## PROBLEM DESCRIPTION
Copy out all of the records below with "capture" swapped for "image" and everything else left as it is. Leave the pictures out.
** START OF INPUT ROWS **
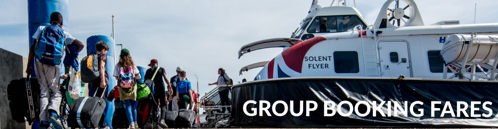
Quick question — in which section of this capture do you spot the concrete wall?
[0,48,28,129]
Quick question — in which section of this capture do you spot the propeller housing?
[374,0,424,28]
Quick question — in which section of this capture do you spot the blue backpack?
[35,25,64,65]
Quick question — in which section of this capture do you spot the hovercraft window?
[427,50,462,73]
[307,15,366,33]
[389,52,399,63]
[334,51,360,73]
[427,50,444,73]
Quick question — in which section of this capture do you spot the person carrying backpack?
[176,70,195,109]
[92,41,109,97]
[26,12,84,129]
[209,68,232,112]
[144,59,173,128]
[168,66,188,111]
[113,48,142,129]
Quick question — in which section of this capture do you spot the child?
[114,48,142,129]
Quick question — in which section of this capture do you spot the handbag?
[137,67,161,100]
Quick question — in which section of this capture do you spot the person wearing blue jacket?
[176,70,194,109]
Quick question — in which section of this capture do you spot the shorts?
[66,85,85,105]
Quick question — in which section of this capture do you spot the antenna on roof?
[308,0,322,13]
[474,3,477,24]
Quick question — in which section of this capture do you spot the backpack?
[35,25,65,65]
[221,73,233,85]
[68,67,81,99]
[81,54,100,83]
[118,67,135,88]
** END OF INPUT ROWS **
## IN RESPONSE
Quick question — in which section of this image do you spot the concrete wall?
[0,48,28,129]
Quick question — in which section of this image do you spot the propeller housing?
[374,0,424,28]
Quick question — in which section of this image do you spot the blue backpack?
[35,25,64,65]
Quick question — in which section of this image do you spot the hovercraft window?
[427,50,462,73]
[307,15,366,33]
[389,52,399,63]
[334,51,360,73]
[427,50,444,73]
Quick question — in which section of this image do you spot the person carrying backpack?
[176,70,195,109]
[92,41,109,97]
[26,12,84,129]
[209,68,232,112]
[144,59,173,128]
[168,66,188,111]
[113,48,142,129]
Quick question — in which section of this image do you spot the child?
[114,48,142,129]
Quick question — in which section of this image do you spot the handbag?
[137,67,161,100]
Quick question — in which section of this image do you spot the person wearing blue jacket?
[176,70,194,109]
Quick question — in which section of this image do you spot the shorts?
[66,85,85,105]
Quick question — in which section of this image do you spot the antenna on roof?
[308,0,322,13]
[474,3,477,24]
Quick question — in which section of this image do you spot the backpack?
[35,25,65,65]
[221,73,233,85]
[68,67,81,99]
[81,54,100,83]
[118,67,135,88]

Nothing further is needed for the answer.